• _Required tasks_
a – In the sorting code, write out the part starting at "Efficient Sorting" and ending at "return self._get_sorted_by_popularity(followee_ids, limit)", swapping "followee_ids" for "friend_ids".
b – Name every value of sort_by that the sorting code checks for by name.

-- begin Page text --

Sorting and Filtering

Efficient Sorting

class SocialMediaFeed:
    def get_user_feed_sorted(self, user_id: int, sort_by: str = 'time',
                            limit: int = 20) -> List[Post]:
        """Get feed with different sorting options."""
        followees = self.db.get_followees(user_id)
        followee_ids = [f.followee_id for f in followees] + [user_id]
        
        if sort_by == 'time':
            return self._get_sorted_by_time(followee_ids, limit)
        elif sort_by == 'popular':
            return self._get_sorted_by_popularity(followee_ids, limit)
        elif sort_by == 'recent':
            return self._get_sorted_by_recent_activity(followee_ids, limit)
        else:
            return self._get_sorted_by_time(followee_ids, limit)
    
    def _get_sorted_by_time(self, user_ids: List[int], limit: int) -> List[Post]:
        """Sort by creation time."""
        posts = self.db.get_posts_by_users(user_ids, limit=limit * 2)
        posts = [p for p in posts if not p.is_deleted()]
        posts.sort(key=lambda p: p.created_at, reverse=True)

-- end Page text --
-- begin Stored rows --

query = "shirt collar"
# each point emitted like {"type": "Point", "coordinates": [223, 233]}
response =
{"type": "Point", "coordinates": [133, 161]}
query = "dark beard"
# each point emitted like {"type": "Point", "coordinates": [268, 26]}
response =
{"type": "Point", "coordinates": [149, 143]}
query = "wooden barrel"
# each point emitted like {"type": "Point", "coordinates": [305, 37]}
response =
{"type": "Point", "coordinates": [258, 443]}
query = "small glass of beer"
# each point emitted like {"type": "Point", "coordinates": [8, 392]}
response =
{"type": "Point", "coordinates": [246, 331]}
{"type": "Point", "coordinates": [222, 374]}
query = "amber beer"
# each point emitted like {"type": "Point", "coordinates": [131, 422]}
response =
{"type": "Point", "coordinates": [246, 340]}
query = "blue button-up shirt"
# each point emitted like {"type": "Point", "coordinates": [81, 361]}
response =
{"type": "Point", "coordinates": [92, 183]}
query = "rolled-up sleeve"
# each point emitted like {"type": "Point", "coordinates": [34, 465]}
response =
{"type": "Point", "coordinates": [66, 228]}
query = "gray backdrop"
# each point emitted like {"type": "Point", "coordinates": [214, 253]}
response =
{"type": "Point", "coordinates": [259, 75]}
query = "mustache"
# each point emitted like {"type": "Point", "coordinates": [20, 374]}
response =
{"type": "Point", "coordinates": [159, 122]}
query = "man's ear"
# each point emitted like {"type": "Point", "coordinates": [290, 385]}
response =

-- end Stored rows --

• _Exercise solutions_
a –
Efficient Sorting

class SocialMediaFeed:
    def get_user_feed_sorted(self, user_id: int, sort_by: str = 'time',
                            limit: int = 20) -> List[Post]:
        """Get feed with different sorting options."""
        followees = self.db.get_followees(user_id)
        friend_ids = [f.followee_id for f in followees] + [user_id]
        
        if sort_by == 'time':
            return self._get_sorted_by_time(friend_ids, limit)
        elif sort_by == 'popular':
            return self._get_sorted_by_popularity(friend_ids, limit)

b – 'time', 'popular', 'recent'